- **Con la información**
**a)** Según el testimonio de Martina, ¿cuánto tiempo llevaban juntas las dos jóvenes cuando decidieron terminar su relación?
**b)** Extiende el testimonio de Martina a partir de su última oración.

- **Texto del documento**
※ ※ ※

05) Estalló el escándalo – Testimonio Martina, lesbiana liberada.

Comencé a trabajar con los jóvenes de la congregación. Nadie sabia nuestro secreto, éramos muy prudentes. Ella tenía una mejor amiga, también de la iglesia, además su socia en un negocio, quien de pronto comenzó a sospechar. Un día llegó el pastor de mi iglesia, viajó de la ciudad donde estaban mis padres, directo a donde yo estaba viviendo, para hablar conmigo. Me dijo que los máximos líderes de la iglesia sabían lo que estaba pasando entre nosotras, que yo debía regresar, porque si no esto iba a estallar y sería un problema grave. Yo quede con miedo, pero a la vez con mucha pena. Llevábamos casi un año juntas y no queríamos separarnos. Comencé a ver que mucha gente nos miraba con recelo. Decidimos terminar con lo nuestro, ya que también su madre comenzó a sospechar. Una noche, sin despedirme de nadie, tomé un bus y regresé a la casa de mis padres. Tampoco ellos sospechaban nada, no tenían idea de lo que pasaba con mi vida. Sólo sabían que estaba trabajando y viviendo en casa de una hermana de mi iglesia.

Estaba ya de regreso en mi casa cuando estallo el escándalo: su madre se enteró y toda la iglesia lo supo. El director de la denominación se encargó de publicarlo por todos lados. Les advirtió que tuvieran cuidado con la “hermana pervertida”, que me vigilaran. Esa iglesia fue lapidaria conmigo y con esta chica. Ella sufrió más el escarnio y maltrato que yo, y terminó saliendo de la iglesia para nunca más volver. Su madre le prohibió nombrarme en su casa, bajo la amenaza de lanzarla a la calle si se enteraba que había comunicación entre las dos.

Me deprimí profundamente. Caminaba como zombi en las calles, nada tenía sentido. Dejé de asistir regularmente a la iglesia. Mis pastores no sabían como ayudarme, tampoco me interesaba ser ayudada, sólo pensaba en morirme. Afortunadamente mis papás no se enteraron. Lloraba todo el día, con vergüenza, con rabia, con decepción, con nostalgia, con angustia, porque no podía sacarme ese amor por ella, ni cómo hacer desaparecer todo lo vivido. Me preguntaba constantemente si sería posible alguna vez sacarme ese maldito lesbianismo de encima, y ser normal como todos.

※ ※ ※

Datos de localización de puntos:
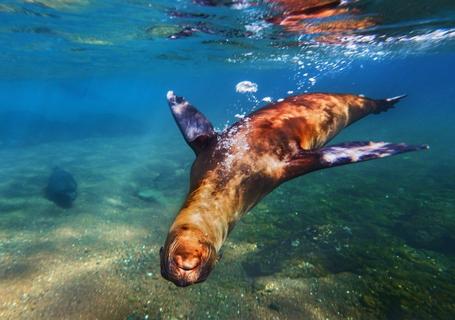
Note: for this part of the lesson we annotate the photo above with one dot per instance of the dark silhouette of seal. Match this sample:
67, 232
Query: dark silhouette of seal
236, 168
61, 188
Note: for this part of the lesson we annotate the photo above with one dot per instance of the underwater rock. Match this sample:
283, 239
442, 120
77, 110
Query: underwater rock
151, 195
61, 188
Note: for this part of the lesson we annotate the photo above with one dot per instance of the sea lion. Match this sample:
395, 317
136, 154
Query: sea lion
61, 188
236, 168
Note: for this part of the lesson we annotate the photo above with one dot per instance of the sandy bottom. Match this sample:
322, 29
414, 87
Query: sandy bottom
100, 258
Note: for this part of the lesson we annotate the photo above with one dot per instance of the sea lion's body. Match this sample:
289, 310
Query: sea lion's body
237, 168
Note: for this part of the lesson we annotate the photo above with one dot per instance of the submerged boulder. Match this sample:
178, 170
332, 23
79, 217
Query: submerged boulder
61, 188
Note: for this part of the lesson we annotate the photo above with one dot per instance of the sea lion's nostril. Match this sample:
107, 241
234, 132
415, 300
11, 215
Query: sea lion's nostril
187, 263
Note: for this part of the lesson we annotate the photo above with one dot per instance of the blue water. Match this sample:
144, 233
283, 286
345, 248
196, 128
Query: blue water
83, 86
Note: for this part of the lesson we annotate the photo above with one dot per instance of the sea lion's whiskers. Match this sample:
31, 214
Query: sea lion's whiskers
235, 169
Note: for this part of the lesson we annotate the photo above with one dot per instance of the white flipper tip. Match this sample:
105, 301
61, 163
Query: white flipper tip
397, 98
170, 95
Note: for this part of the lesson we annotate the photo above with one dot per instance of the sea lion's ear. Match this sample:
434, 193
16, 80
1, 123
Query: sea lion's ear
195, 127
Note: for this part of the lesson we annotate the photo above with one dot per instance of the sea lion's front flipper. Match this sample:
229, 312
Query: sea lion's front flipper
345, 153
195, 127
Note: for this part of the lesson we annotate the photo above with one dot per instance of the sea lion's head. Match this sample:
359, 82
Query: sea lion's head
187, 256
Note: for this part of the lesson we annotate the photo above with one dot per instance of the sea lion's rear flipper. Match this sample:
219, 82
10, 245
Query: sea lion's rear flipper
351, 152
195, 127
345, 153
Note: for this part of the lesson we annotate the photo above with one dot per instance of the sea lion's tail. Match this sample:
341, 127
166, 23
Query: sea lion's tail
383, 105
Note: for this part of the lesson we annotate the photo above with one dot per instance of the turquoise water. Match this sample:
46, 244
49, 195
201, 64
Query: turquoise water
83, 87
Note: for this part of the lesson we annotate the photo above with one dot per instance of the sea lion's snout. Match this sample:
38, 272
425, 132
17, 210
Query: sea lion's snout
187, 258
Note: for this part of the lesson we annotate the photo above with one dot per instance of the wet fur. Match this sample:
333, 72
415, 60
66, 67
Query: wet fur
238, 167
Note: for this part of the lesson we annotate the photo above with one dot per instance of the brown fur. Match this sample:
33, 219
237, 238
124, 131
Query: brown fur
245, 163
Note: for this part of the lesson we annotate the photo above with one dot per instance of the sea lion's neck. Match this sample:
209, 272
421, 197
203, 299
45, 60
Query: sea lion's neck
215, 205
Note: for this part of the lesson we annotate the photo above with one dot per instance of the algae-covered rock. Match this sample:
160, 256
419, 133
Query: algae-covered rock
162, 31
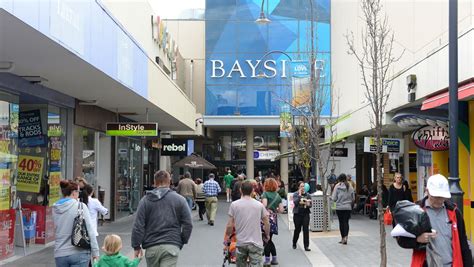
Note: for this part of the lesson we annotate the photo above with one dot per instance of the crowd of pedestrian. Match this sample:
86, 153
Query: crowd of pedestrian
163, 223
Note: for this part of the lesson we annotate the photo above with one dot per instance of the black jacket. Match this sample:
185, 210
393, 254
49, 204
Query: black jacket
406, 242
300, 210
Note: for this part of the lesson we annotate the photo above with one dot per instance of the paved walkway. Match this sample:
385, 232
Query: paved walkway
205, 247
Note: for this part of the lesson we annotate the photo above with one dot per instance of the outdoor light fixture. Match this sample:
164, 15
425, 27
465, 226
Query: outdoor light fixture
262, 20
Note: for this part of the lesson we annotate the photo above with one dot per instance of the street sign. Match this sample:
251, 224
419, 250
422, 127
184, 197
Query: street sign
389, 145
132, 129
300, 69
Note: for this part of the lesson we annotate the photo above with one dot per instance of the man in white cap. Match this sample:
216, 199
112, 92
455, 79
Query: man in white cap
449, 238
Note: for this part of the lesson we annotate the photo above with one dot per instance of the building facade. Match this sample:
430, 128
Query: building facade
66, 69
417, 112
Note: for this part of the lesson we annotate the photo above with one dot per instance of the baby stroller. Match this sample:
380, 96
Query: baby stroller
229, 249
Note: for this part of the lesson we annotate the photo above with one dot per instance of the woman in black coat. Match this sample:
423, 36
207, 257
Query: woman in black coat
302, 201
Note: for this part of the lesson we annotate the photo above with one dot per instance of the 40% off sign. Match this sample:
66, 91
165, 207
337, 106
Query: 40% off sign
30, 170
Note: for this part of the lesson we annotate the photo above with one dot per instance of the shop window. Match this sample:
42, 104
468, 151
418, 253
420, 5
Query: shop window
129, 172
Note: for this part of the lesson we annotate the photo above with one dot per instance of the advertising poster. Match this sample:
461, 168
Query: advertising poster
30, 131
285, 121
30, 172
291, 206
5, 189
54, 189
7, 233
44, 223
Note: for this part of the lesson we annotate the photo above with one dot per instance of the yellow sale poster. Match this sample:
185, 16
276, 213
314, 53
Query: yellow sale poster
5, 189
4, 197
30, 172
54, 188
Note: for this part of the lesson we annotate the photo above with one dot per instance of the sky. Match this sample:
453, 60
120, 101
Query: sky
172, 8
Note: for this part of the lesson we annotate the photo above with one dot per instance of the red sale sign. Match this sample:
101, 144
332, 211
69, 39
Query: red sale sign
44, 223
7, 231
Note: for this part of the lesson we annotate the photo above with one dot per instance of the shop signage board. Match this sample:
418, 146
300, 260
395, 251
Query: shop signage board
389, 145
7, 233
30, 131
30, 173
174, 147
432, 138
132, 129
300, 68
339, 152
5, 189
44, 223
54, 188
265, 154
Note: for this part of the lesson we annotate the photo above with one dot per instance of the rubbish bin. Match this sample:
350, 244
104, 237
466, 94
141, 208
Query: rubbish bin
316, 218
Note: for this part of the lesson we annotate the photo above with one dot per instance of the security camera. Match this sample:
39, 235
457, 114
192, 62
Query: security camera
199, 120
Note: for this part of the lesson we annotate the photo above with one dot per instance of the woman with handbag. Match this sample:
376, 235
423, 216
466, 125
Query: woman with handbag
75, 241
343, 196
302, 203
272, 201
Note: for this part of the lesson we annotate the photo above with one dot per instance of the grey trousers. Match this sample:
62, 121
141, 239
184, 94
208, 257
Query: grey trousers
251, 252
162, 255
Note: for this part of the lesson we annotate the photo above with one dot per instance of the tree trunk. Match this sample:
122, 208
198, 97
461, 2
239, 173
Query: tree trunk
383, 250
325, 202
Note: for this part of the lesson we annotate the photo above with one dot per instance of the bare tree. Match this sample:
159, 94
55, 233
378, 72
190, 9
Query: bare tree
307, 126
376, 59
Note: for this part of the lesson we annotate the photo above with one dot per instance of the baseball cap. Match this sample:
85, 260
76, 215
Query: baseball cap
438, 186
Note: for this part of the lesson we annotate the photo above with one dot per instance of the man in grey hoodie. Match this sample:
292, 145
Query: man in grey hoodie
64, 212
343, 195
163, 224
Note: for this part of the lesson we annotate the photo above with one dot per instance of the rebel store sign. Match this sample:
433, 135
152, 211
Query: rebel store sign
432, 138
174, 147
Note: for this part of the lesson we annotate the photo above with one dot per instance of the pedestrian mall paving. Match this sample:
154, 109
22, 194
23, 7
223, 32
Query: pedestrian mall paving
205, 247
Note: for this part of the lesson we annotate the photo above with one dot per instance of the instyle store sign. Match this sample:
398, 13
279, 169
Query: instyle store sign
432, 138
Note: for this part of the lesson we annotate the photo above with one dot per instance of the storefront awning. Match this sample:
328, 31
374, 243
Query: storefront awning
464, 91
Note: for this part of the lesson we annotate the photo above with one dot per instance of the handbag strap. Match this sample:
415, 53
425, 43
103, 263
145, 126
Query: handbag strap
80, 209
273, 201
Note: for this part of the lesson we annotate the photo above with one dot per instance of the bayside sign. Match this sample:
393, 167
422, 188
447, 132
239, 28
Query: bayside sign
431, 138
269, 68
132, 129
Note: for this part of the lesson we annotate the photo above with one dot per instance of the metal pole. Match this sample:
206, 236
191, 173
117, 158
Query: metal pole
454, 187
312, 101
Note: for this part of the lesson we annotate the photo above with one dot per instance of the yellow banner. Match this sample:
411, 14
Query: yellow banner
54, 188
4, 197
5, 189
30, 172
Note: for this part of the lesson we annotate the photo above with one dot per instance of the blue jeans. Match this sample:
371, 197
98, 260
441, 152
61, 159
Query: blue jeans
190, 202
76, 260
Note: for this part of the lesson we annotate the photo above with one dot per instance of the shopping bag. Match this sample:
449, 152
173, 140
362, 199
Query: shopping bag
387, 217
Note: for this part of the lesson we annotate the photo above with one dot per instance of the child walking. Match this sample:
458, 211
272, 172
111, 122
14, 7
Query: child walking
112, 257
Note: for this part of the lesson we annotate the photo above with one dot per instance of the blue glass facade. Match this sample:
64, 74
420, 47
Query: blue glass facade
235, 44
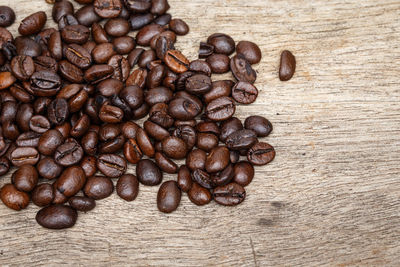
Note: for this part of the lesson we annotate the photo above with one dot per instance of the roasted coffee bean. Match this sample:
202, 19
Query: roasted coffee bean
43, 195
98, 187
244, 93
165, 164
107, 8
250, 51
242, 69
242, 139
261, 154
25, 178
33, 23
168, 197
199, 195
48, 168
287, 66
176, 61
196, 159
127, 187
219, 63
12, 198
22, 67
7, 16
82, 203
229, 195
57, 217
148, 172
58, 111
220, 109
49, 141
260, 125
24, 155
69, 153
111, 165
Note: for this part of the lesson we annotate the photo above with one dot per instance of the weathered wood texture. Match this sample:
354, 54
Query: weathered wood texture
332, 195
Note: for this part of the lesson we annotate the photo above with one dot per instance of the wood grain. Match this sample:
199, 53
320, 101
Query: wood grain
332, 195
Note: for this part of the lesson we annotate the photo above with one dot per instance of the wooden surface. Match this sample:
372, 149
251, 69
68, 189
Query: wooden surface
332, 195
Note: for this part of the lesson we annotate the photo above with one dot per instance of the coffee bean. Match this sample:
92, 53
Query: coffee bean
287, 66
43, 195
229, 195
199, 195
168, 197
148, 172
82, 203
33, 23
25, 178
98, 187
261, 154
12, 198
57, 217
127, 187
244, 93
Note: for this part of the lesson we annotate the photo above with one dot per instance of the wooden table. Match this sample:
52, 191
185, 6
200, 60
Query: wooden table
332, 195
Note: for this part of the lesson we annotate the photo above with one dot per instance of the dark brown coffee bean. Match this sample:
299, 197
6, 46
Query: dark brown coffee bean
107, 8
98, 187
43, 195
148, 172
25, 178
261, 154
244, 93
111, 165
229, 195
48, 168
199, 195
287, 66
176, 61
220, 109
57, 217
49, 142
69, 153
33, 23
7, 16
12, 198
242, 69
127, 187
250, 51
260, 125
168, 197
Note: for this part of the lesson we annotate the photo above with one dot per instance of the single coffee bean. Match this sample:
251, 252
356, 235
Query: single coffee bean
168, 197
244, 93
69, 153
148, 172
82, 203
98, 187
242, 69
12, 198
48, 168
111, 165
127, 187
25, 178
43, 195
57, 217
261, 154
250, 51
199, 195
24, 155
287, 66
229, 195
33, 23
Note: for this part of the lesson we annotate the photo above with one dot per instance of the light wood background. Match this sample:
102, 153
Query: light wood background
332, 195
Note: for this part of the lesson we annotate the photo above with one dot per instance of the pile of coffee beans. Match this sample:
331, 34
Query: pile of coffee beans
71, 97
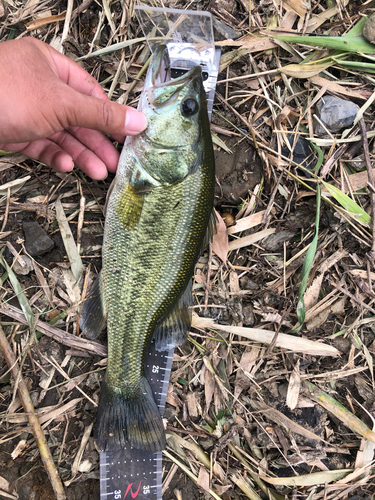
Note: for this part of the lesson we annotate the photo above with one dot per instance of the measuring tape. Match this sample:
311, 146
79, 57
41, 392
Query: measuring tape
131, 473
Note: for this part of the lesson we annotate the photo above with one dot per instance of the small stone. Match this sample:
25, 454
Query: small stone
276, 241
37, 241
357, 163
18, 269
302, 152
369, 29
335, 113
223, 32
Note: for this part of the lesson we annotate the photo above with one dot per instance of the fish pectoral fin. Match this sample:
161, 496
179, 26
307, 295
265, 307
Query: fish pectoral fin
173, 330
92, 318
129, 207
211, 230
110, 189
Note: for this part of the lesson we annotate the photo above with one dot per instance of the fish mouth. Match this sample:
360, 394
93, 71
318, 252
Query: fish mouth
160, 70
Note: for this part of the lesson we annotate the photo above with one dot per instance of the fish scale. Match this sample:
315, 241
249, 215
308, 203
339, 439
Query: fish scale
157, 217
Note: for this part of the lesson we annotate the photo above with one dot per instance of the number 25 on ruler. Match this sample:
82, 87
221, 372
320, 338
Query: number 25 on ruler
134, 494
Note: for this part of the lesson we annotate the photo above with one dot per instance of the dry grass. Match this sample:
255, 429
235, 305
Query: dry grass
260, 406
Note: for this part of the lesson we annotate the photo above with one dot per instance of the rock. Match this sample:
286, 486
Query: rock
223, 32
37, 241
335, 113
2, 9
18, 269
357, 163
342, 344
369, 29
276, 241
302, 152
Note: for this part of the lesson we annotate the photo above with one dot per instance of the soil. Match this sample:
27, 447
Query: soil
229, 395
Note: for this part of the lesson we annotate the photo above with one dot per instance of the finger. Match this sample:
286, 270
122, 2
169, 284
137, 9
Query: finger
99, 114
97, 143
85, 159
49, 153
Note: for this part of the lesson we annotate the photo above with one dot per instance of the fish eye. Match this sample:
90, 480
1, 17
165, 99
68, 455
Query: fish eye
189, 107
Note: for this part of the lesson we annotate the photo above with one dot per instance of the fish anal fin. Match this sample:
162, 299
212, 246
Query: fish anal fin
128, 418
92, 318
129, 207
173, 330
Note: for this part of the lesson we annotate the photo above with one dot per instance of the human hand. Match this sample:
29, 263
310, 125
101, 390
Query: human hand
52, 110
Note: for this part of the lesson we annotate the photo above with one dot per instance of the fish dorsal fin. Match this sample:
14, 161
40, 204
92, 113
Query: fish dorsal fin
173, 330
92, 318
129, 207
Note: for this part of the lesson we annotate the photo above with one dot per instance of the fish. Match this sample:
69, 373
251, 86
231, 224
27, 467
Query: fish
159, 215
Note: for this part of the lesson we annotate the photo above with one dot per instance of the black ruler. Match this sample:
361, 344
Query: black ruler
131, 473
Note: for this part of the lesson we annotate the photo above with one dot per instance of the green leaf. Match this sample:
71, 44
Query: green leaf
182, 381
357, 66
18, 290
112, 48
342, 43
307, 263
216, 140
350, 205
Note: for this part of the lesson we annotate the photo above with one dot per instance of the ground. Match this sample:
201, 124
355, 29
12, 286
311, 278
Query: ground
259, 405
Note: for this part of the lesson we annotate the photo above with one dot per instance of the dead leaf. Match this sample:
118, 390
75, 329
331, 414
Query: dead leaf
340, 89
204, 479
249, 240
247, 222
284, 340
294, 388
220, 238
245, 370
39, 23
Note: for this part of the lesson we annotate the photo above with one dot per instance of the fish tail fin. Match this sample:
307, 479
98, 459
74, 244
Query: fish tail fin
124, 419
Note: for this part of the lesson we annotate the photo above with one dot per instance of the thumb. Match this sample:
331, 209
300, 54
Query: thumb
103, 115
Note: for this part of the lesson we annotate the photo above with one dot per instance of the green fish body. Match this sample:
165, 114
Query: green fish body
157, 217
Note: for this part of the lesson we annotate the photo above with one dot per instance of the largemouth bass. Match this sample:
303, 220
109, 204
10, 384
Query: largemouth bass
157, 216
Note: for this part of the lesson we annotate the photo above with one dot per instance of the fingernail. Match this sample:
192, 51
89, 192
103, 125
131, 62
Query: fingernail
135, 121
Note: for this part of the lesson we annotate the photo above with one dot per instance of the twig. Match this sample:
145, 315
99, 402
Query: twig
68, 18
371, 254
208, 276
40, 438
55, 333
5, 220
353, 297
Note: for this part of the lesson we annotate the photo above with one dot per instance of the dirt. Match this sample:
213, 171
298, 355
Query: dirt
228, 395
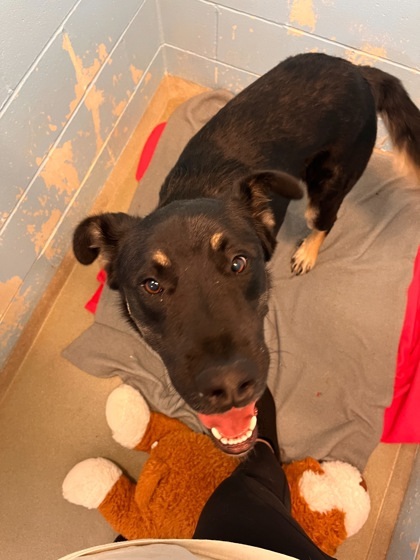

※ ※ ※

- **Respuestas por tarea**
**a)** Casi un año.

**b)**
Una noche de Navidad lloraba en la cama, le reclamaba a Dios que no me ayudaba. Dejé de llorar bruscamente, y decidí quitarme la vida. Estaba totalmente resuelta: iba a sacar un cuchillo de la cocina, entraría a la bañera para cortarme las venas, y me quedaría ahí hasta desangrarme. Así, en la mañana, cuando alguien fuera al baño, me encontraría muerta y acabaría con todo. Cuando me iba a levantar no podía moverme: mi cuerpo estaba paralizado. Por más que intentaba no podía moverme.

Comencé a pelear con Dios, le decía: “¡Déjame! Ni tú ni nadie ha podido ayudarme, déjame morir. No hay respuesta para mí, nací así y nada me ha hacho cambiar. Tú has guardado silencio todo este tiempo con este problema en mi vida, así que déjame morir”. Luché horas con Dios, sin poder mover un dedo, con los ojos abiertos. Hasta que me quedé dormida profundamente. Dios no permitió que me quitara la vida, porque sus planes me estaban llevando a un destino más seguro.

Con el tiempo me recuperé de la depresión sin tomar medicamentos. No volví a buscar una mujer. Me aterrorizaba la idea de sufrir, que volvieran a apuntarme y masacrarme como lo hizo la iglesia. Participaba esporádicamente en la iglesia, pero ya no tenia cargos. Tampoco me interesaban, la iglesia me sabía amargo.